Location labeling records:
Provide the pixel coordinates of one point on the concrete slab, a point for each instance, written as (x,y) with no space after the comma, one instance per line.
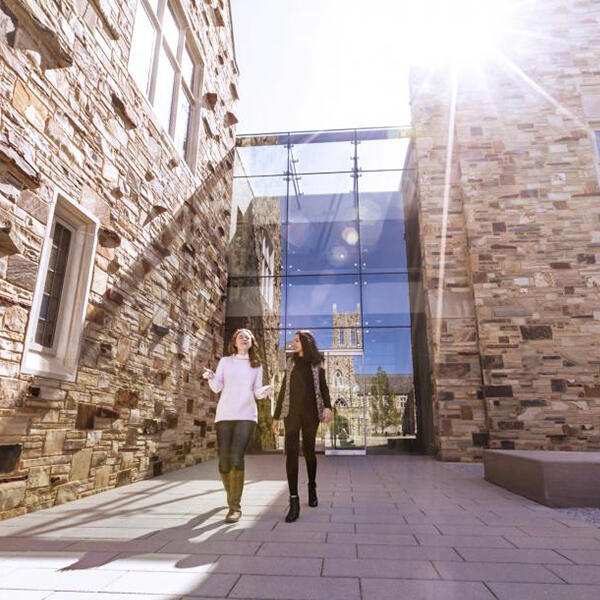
(553,478)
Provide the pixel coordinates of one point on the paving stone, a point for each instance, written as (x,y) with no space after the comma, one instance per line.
(393,589)
(194,584)
(582,557)
(479,571)
(296,588)
(268,565)
(370,567)
(464,541)
(387,551)
(538,591)
(588,574)
(371,538)
(513,555)
(329,550)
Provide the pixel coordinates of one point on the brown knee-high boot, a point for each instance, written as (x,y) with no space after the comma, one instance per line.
(237,487)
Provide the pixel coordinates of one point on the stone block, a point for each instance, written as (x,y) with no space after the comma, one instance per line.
(54,441)
(553,478)
(80,466)
(12,494)
(9,457)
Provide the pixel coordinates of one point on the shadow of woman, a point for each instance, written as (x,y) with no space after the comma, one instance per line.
(186,532)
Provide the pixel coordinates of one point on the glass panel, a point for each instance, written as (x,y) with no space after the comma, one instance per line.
(386,381)
(255,238)
(382,242)
(319,157)
(319,301)
(382,154)
(269,159)
(171,30)
(323,229)
(183,122)
(142,48)
(249,306)
(386,300)
(187,67)
(165,81)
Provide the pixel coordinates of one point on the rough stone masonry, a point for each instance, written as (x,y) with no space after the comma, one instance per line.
(73,120)
(516,352)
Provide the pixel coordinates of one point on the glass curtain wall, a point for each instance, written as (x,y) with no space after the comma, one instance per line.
(317,242)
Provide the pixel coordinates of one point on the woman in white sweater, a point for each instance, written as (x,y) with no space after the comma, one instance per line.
(239,379)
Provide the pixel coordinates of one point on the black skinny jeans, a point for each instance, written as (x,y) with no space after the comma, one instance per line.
(232,440)
(308,424)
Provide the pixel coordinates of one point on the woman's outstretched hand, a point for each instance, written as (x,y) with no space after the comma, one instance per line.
(275,426)
(208,374)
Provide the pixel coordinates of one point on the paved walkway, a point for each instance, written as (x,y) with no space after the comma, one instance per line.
(387,527)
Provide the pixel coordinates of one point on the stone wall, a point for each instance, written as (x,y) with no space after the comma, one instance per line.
(73,120)
(516,352)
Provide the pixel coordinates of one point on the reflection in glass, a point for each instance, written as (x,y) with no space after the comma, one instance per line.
(323,230)
(255,237)
(386,300)
(164,86)
(142,48)
(314,301)
(271,159)
(382,154)
(383,247)
(319,157)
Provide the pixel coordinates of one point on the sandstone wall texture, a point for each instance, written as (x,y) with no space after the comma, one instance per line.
(72,119)
(516,347)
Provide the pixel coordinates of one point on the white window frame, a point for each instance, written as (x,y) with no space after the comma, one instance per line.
(186,40)
(61,361)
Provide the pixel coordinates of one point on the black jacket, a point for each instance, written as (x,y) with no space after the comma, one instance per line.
(302,390)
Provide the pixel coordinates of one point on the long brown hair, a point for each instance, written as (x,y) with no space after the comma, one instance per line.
(309,346)
(252,351)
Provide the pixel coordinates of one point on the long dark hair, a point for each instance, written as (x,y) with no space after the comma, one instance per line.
(309,347)
(252,351)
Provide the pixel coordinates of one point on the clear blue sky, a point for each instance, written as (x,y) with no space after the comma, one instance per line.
(320,64)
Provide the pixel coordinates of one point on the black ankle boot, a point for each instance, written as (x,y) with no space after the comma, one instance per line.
(294,511)
(312,495)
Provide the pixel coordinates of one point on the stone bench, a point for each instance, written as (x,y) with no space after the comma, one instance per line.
(553,478)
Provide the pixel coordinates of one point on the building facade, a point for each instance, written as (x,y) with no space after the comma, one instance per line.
(117,131)
(508,212)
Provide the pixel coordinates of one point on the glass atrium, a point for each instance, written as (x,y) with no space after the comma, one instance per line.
(318,241)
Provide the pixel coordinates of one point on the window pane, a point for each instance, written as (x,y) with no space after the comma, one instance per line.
(247,306)
(183,122)
(165,81)
(257,215)
(53,285)
(319,157)
(171,30)
(318,301)
(267,159)
(386,300)
(187,67)
(383,247)
(382,154)
(142,47)
(323,228)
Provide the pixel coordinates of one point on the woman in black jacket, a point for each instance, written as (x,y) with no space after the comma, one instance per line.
(303,401)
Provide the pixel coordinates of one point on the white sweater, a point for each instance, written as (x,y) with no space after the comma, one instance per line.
(239,384)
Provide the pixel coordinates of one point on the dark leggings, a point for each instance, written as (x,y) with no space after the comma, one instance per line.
(232,440)
(293,425)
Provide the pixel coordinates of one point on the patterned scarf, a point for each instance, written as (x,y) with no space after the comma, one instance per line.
(285,407)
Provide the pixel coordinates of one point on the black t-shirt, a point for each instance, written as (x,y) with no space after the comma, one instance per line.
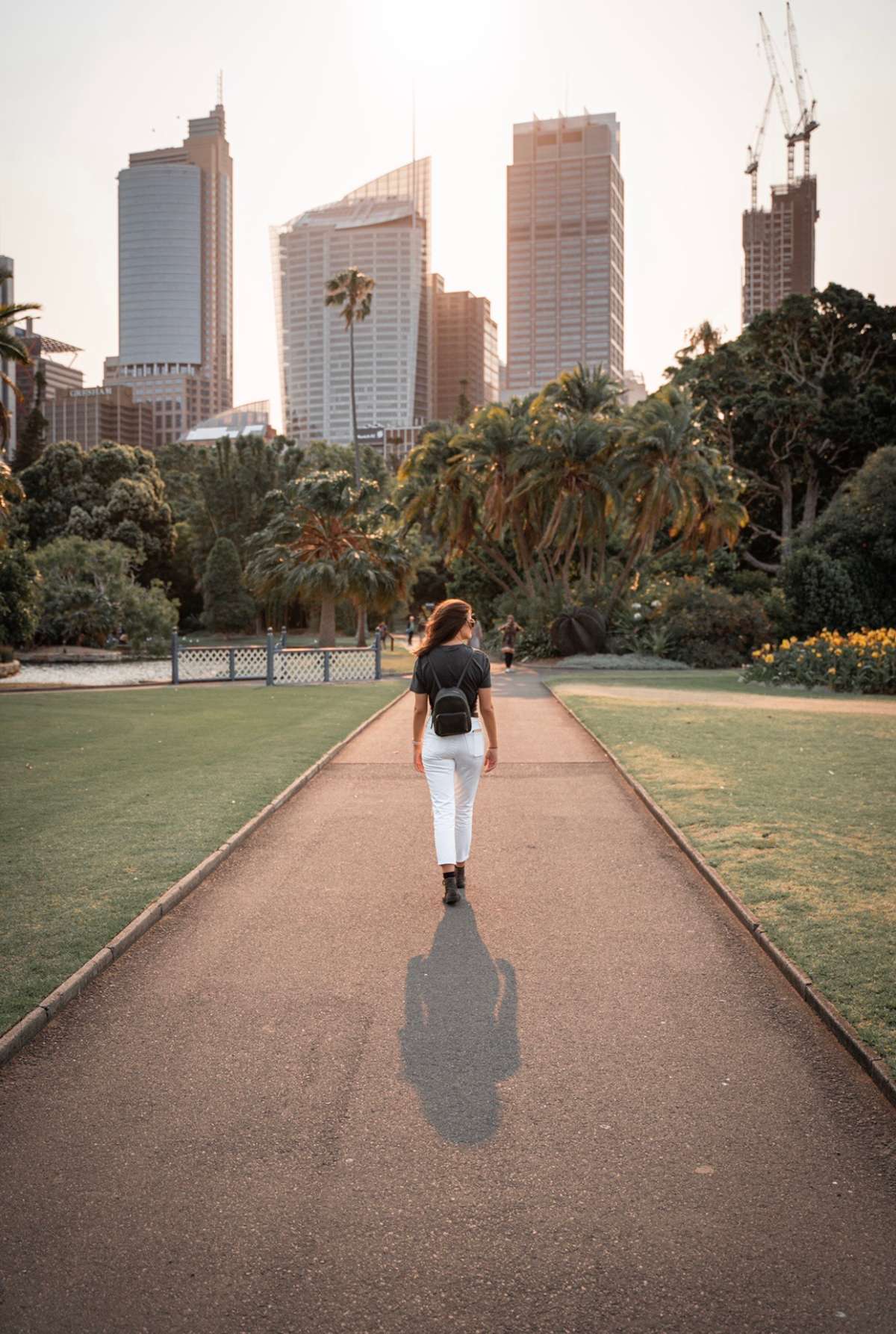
(449,662)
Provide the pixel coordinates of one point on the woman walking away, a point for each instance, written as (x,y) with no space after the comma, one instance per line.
(448,746)
(510,630)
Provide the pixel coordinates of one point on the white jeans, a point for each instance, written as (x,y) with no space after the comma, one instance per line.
(454,766)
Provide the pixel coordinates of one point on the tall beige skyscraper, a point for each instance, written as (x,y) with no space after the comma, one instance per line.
(176,279)
(564,249)
(383,230)
(466,339)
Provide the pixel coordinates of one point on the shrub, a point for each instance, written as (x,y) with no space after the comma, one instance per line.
(579,630)
(225,604)
(844,573)
(711,627)
(90,594)
(819,592)
(20,597)
(863,660)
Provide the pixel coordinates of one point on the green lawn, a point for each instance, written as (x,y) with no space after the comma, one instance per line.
(796,813)
(110,797)
(695,678)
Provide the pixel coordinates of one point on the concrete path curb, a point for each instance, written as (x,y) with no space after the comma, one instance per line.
(870,1059)
(37,1018)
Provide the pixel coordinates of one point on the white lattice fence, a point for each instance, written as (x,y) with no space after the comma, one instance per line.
(211,663)
(299,667)
(273,663)
(352,665)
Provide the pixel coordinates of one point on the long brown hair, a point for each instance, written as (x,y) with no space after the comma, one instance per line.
(444,623)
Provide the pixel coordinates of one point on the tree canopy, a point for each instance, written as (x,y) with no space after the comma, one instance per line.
(797,402)
(112,492)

Exercise: Leave out the pictures and copy the rest of the material above exactly.

Output below:
Provide the pixel coordinates of one point on the concrete slab, a point for each instance, written as (x,y) with no space after the comma, one instance per line.
(553,478)
Provide the pixel coordinates of one point on the paving stone, a point for each instance, written as (x,y) with no space after the comma, one instance per line.
(393,589)
(194,584)
(582,557)
(479,571)
(296,588)
(268,565)
(370,567)
(464,541)
(387,551)
(538,591)
(588,574)
(371,538)
(513,555)
(329,550)
Provide the pixel coordinates of one point on the brown knee-high boot, a point for each instance, written as (x,y) with no space after the comma, one instance per line.
(237,487)
Provide the pixel coordinates of one point on the stone block, a point for each instance, written as (x,y) with no space after the comma, one instance per line.
(54,441)
(553,478)
(80,466)
(12,494)
(9,457)
Provide the pixel coordinates of one point on the shadow of woman, a point for each instance, written as (x,y) with no space after the comma, one instance per line.
(186,532)
Provide the pixel coordinates of one point on the glass panel, a point for each instance, written as (x,y) with no space after the comma, one instance per line.
(386,381)
(255,238)
(382,242)
(319,157)
(319,301)
(382,154)
(269,159)
(171,30)
(323,229)
(183,122)
(142,48)
(249,306)
(386,300)
(187,67)
(165,81)
Provide the pixel coordinates of one point on the rough stone masonry, a point for each instance, written as (x,y) with no space after the comma, one instance per line.
(73,120)
(516,352)
Provide the pixel coordinates of one point on the glass curtain wall, a point for each instance, written as (x,y) with no space after the comma, one instance per line.
(317,242)
Provide the pixel coordinates of one point on the woman in white sweater, a point for each instance, written as (x,y) with no space after the comma, one instance per line.
(239,379)
Provide the pixel coordinates of one point on the black skinny jeans, a point for each instance, written as (x,y) with no space after the comma, one instance per line.
(232,440)
(308,424)
Provide the pixel coordinates of one point on the woman's outstretched hand, a point for each instance, written as (x,y) with no space after the comma, one instance per line.
(275,426)
(208,374)
Provide the pixel coordinates of one point on the paved walkway, a point for each instance, written as (x,y) with no space after the comma, one instance per line.
(387,527)
Provide the pixel coordinates of one point on the stone wall, a point for each instance, written as (x,y) with no space after the comma, one instance per line.
(73,120)
(516,352)
Provide the pixel coordinates of one point on the reflection in glass, a point for each instance, written as (x,y) with no space after the comma, one instance per line.
(323,230)
(255,237)
(386,300)
(164,86)
(142,48)
(314,301)
(271,159)
(382,154)
(383,247)
(319,157)
Provide the pixel coordinates of one point on the sandstone wall texture, a point for each instance, written as (x,y) with no space after the comma, one instance per line.
(72,119)
(516,347)
Provide the pixel coordinates of one point on the white window frame, a point for each instance, written as (x,y) with no space after the comma, one instance per line.
(186,40)
(61,361)
Provide the pixel coordinates of one point on the black jacket, a point for each instance, written as (x,y) with no space after the comma, one instance per line.
(302,390)
Provide the pixel coordinates of one point on the long brown hair, a point for each instance, written as (x,y) with no space after the comma, one instance per line.
(309,346)
(252,351)
Provide the pixel coordinates of one point on the long dark hair, a point for each instance, written as (x,y) with no space after the comma, one instance per line.
(309,347)
(252,351)
Provide the pixel coordinates of one point on the clear blue sky, a point for each instance, written as (x,y) with no space after the comma, one instance per line.
(320,64)
Provide the pixel coordinates of one point on the black ankle boot, a point for each instance, written as (x,y) with no space after the comma, one instance per line.
(294,511)
(312,495)
Provide the pixel coordinates of one point on the stone bench, a point for each instance, written as (x,y) with no space after the comma, one instance per line.
(553,478)
Provide the pixel coordinates of one point on the building facade, a point for each instance, written as (x,y) with no space after the comma, one instance per line.
(117,131)
(508,212)
Provide the pixel coordinates of one point on the glass atrium, a point for each instance, written as (x,y) with no space after the comma, one instance per line.
(318,241)
Provide the pixel coordinates of one point on the window pane, a point for each instance, written as (x,y) with no space after the comma, one instance per line.
(247,306)
(183,122)
(165,81)
(257,215)
(53,285)
(319,157)
(171,30)
(318,301)
(267,159)
(386,300)
(187,67)
(383,247)
(382,154)
(142,47)
(323,228)
Provide the pixel coordinates of one point on the woman in black jacket, a point for each instance, written as (x,y) with no space after the comma, one instance per line.
(303,401)
Provide the pixel coordinates of one point on the white sweater, a point for each instance, written as (x,y) with no space after the comma, one instance per line.
(239,384)
Provide the pixel coordinates of one point on the dark leggings, a point for each instance, written as (x,y) with no space after the comma, one instance per line.
(232,440)
(293,425)
Provide the pixel coordinates of one point on the patterned scarf, a point for each instance, written as (x,y) with no space after the comma, one instance per line.
(285,407)
Provide the pixel coordinates of one point on the black t-shirt, a point for each instance, written as (x,y) with no space after the comma, one instance per line.
(449,662)
Provide the pixel coordinates of one point on the woman walking away, a point for each instance, written as (x,y) with no space after the comma, one instance per line.
(448,746)
(510,630)
Provide the pixel coordinates of one point on the white jeans, a point for each instance, written as (x,y) with no space after the comma, one instance per line.
(454,766)
Provide the pixel coordinates of one point on the tall beige skyscraper, a point for each instance, written as (x,y) with no space after the comma, one instance per line.
(176,279)
(564,249)
(383,230)
(466,339)
Provide the pixel coordinates of one point on the shrub, a point for each instance, written as (x,y) with no space after the comma, one instance per line.
(579,630)
(225,604)
(844,573)
(711,627)
(90,594)
(819,592)
(20,597)
(863,660)
Provide the pixel coordinates of one point on the green lawn, a point for each instance, written as (x,y) with no space after the comma, one instance per line.
(796,813)
(110,797)
(695,678)
Provide the pixel coordinates of one point on the concrete path curb, a point for each instance, written as (x,y) with no space after the comma, one instance per line.
(870,1059)
(37,1018)
Provide the pixel coordinates of one point on the white lattice fence, a point for each instance, written as (x,y) with no space after the comma, one instance per line.
(211,663)
(299,667)
(273,663)
(352,665)
Provide the pixel coordinates of one point on the long brown hair, a point for each instance, written as (x,y) with no space after the comma, one instance per line.
(444,623)
Provide the pixel coordinates of one point on the tree canopy, a point for each instance, written as (x,y) with no space after the comma, one instance per line.
(797,402)
(112,492)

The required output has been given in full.